What you have to do:
Only the lines from the one with "the white shirt" to the end of the material should be reproduced, exactly and in full, both ends included.

Provided records:
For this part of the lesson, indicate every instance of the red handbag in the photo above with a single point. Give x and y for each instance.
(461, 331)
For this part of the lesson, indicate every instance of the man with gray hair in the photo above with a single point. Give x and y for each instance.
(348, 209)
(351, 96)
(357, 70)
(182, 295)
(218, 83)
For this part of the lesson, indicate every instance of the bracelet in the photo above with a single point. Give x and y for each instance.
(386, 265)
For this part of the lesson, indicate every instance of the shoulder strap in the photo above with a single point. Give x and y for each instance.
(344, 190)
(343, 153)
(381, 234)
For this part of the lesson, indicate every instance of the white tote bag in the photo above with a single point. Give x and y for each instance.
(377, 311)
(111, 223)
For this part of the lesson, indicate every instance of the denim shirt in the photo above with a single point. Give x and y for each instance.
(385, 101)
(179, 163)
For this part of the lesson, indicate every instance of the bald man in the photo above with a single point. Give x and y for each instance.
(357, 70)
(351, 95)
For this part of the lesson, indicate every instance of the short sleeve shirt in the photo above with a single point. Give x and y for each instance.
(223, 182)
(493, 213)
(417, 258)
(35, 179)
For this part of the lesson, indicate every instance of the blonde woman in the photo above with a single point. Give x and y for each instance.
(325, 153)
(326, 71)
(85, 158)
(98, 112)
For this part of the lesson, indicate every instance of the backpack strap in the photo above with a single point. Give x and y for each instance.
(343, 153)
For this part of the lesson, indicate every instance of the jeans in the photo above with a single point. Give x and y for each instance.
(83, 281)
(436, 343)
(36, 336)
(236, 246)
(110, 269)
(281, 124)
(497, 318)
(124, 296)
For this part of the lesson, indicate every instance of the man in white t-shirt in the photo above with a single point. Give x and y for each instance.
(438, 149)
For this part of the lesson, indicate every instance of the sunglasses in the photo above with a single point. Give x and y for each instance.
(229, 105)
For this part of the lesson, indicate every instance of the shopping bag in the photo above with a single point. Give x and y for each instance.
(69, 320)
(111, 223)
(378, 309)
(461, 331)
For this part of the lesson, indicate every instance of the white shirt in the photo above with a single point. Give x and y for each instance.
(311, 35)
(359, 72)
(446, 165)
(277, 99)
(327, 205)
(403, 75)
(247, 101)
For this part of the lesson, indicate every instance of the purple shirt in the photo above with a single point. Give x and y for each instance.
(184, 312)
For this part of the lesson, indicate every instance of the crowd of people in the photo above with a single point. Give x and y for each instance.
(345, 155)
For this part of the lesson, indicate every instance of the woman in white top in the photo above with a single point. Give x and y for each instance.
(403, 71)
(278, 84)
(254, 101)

Expected answer:
For this part of the lesson, indicate every instance of the white shirt in the photo above with a single point. Give x and y for each instance.
(311, 35)
(359, 72)
(446, 165)
(277, 99)
(327, 205)
(403, 75)
(247, 101)
For this part of the lesson, indicate every instance of the purple shirt in the photo above with a single point. Give x and y for each instance.
(184, 312)
For this part of the lesson, indicate every instance of the crowd of people in the photo above with a single point. Give x and y for each instance.
(345, 155)
For this part of the lesson, indicate every instance of the woman in white top in the photo above with a single point. Give x and y for each instance.
(403, 71)
(278, 84)
(254, 101)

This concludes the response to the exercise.